◆ Exercise passage ◆
Hollywood geopolitical thrillers set after the Cold War have two options: go Middle Eastern or go retro, evoking the USSR by picking a viable stand-in. Jack Ryan: Shadow Recruit—the fourth attempt in 25 years at building a franchise around the titular Tom Clancy character—splits the difference. Its script, which isn’t based on a Clancy novel, started as an Arab-world espionage thriller before being rewritten to accommodate a Cold War-nostalgia-friendly Russian setting. As a result, the movie is an awkward amalgam of tropes from two different sub-genres, with terrorist sleeper cells and gangster oligarchs operating side by side.
A movie doesn’t have to be original to be entertaining; surefooted direction can energize the most clichéd material. Suspense, however, isn’t Kenneth Branagh’s strong suit. The actor-director, who also plays Jack Ryan’s villain, is fond of visual quirks (his last film, Thor, was chock full of canted angles) that create a patina of eccentricity, but don’t function in any meaningful way. Jack Ryan has a few of these oddball flourishes—a double lens flare which obscures everything else in the frame, a hard dolly-in during a stabbing—but when it comes to the movie’s centerpiece scenes, Branagh keeps things bland. The major action sequences—several car chases, a shoot-out, and a break-in at a high-tech skyscraper that probably seemed less out-of-place when the project was set in Dubai—are messy and uninvolving, composed largely in disorienting telephoto-lens handheld shots. The more dialogue-heavy scenes stick to the familiar formula of a composed master shot followed by indifferently framed close-ups of whoever is doing the talking. The most egregious cliché of the genre—unnecessary explanatory text—pops up again and again, informing viewers that the Statue Of Liberty is in New York City and Big Ben is in London. Yet its most insulting iteration comes early on, when a scene set on September 11, 2001, is followed by an explanatory intertitle—“2003 – 18 months later”—which seems to exist for the benefit of viewers who either can’t do math or don’t recall what year 9/11 happened.

◆ Dataset ◆

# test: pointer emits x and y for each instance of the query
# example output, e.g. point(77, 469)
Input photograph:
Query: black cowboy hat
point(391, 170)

◆ What you need to do ◆
**a.** Answer from the Jack Ryan review, one line each:
(i) As what kind of thriller did the script start before it was rewritten?
(ii) What earlier film by Kenneth Branagh does the review name, and what kind of shot was it full of?
(iii) What does the intertitle after the scene set on September 11, 2001, say?
**b.** Write the next part of the Jack Ryan review, starting after its final sentence.

◆ Activity answers ◆
**a.**
(i) An Arab-world espionage thriller.
(ii) Thor; it was full of canted angles.
(iii) "2003 – 18 months later"

**b.**
Jack Ryan’s blandness is a shame, because the film contains at least one sequence (the aforementioned skyscraper break-in) that could be thrilling in the right hands and two strong supporting performances, from Branagh and Kevin Costner. The movie eventually evokes the sense that Branagh is better at directing in front of the camera than from behind it; its best moments are typically the ones that feature Branagh’s Viktor Cherevin on-screen, like the first meeting between Cherevin and Ryan (Chris Pine), which is set in an oversized office and composed in wide-angle shots that underscore the awkwardness of their interaction.
In order to fit into a contemporary timeline, Ryan—previously played by Alec Baldwin, Harrison Ford, and Ben Affleck—is reinvented as a post-9/11 enlistee, and the helicopter crash that lead to his CIA career is relocated to Afghanistan. While recovering at the Walter Reed military hospital, Ryan is approached by Thomas Harper (Costner; the character—original to this version of the story—is named after one of film’s producers) about going back to school to finish his economics degree so that he can become the CIA’s inside man on Wall Street. This leads to the discovery of some suspicious accounts owned by Cherevin, an assignment in Moscow, and the discovery of a more-or-less nonsensical conspiracy to destroy the American economy.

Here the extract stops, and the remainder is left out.